PROVIDED PASSAGE

== == ==

Kangchenjunga 2002 Expedition

Himalayan Expestions Report Spring 2002 by Daniel Mazur

Our spring season in the Himalaya comprised two expeditions: One to 7200 meter "Mount Nojin Kansa" in Tibet, and the other to "Mount Kangchenjunga", in Nepal, at 8500 meters the third highest mountain in the world.

I spend about 4 months a year in the Himalaya, and this year's spring climbing season was a very challenging one. In March, together with Jon Otto of Chengdu, China and Washington DC, our 9 member team made a first western ascent of the 7200 meter Tibetan peak: Nojin Kansa. We were from America, Briton, France, Greece, and Korea, making the first non-Chinese attempt of this peak located 100 kilometers south of Tibet's beautiful and historic capital city: Lhasa. The climbing research backing up this claim was done by Daniel Ferrer. Needless to say, being in such a remote area, we saw no other climbers in Tibet this season. We were a group of new and old friends, among them Jean-Christophe Van Waes from France, Richard Fullerton from London, Michael Doyle from Virginia, Daniel Mazur from Seattle, Brian Mertes from New York, Andrew Bruske from Seoul and Detroit, Dimitri Koutsogiorgas, and Antoni Sykaris from Athens, and Martha Johnson from Seattle, whom I had known since 1995.

== == ==

GOAL OF THE EXERCISE
In the expedition report, how far is Nojin Kansa from Lhasa?

== == ==

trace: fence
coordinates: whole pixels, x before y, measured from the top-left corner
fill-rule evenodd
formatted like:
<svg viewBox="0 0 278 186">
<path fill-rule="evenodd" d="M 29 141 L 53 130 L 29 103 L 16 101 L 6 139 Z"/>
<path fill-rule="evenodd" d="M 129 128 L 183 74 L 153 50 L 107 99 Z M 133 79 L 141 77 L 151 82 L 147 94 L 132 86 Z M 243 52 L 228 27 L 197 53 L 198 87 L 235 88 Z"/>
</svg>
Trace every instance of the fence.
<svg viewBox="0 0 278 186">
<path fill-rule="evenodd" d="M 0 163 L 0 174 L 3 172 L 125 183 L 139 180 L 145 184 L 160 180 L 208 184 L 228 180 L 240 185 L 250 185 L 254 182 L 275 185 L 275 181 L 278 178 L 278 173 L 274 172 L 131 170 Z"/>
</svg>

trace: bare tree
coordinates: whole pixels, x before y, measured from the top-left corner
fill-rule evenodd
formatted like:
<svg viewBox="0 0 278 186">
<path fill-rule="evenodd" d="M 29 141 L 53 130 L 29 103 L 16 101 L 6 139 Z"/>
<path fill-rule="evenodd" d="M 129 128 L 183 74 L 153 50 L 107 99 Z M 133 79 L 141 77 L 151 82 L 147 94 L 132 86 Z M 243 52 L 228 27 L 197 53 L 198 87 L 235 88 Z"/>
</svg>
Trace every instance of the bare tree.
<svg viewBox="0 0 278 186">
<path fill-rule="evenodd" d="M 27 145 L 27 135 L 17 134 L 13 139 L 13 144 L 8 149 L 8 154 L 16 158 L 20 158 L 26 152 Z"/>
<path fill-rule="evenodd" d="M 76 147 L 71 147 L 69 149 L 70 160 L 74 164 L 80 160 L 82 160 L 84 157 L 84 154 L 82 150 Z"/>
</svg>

== == ==

FULL ANSWER
100 kilometers south of Lhasa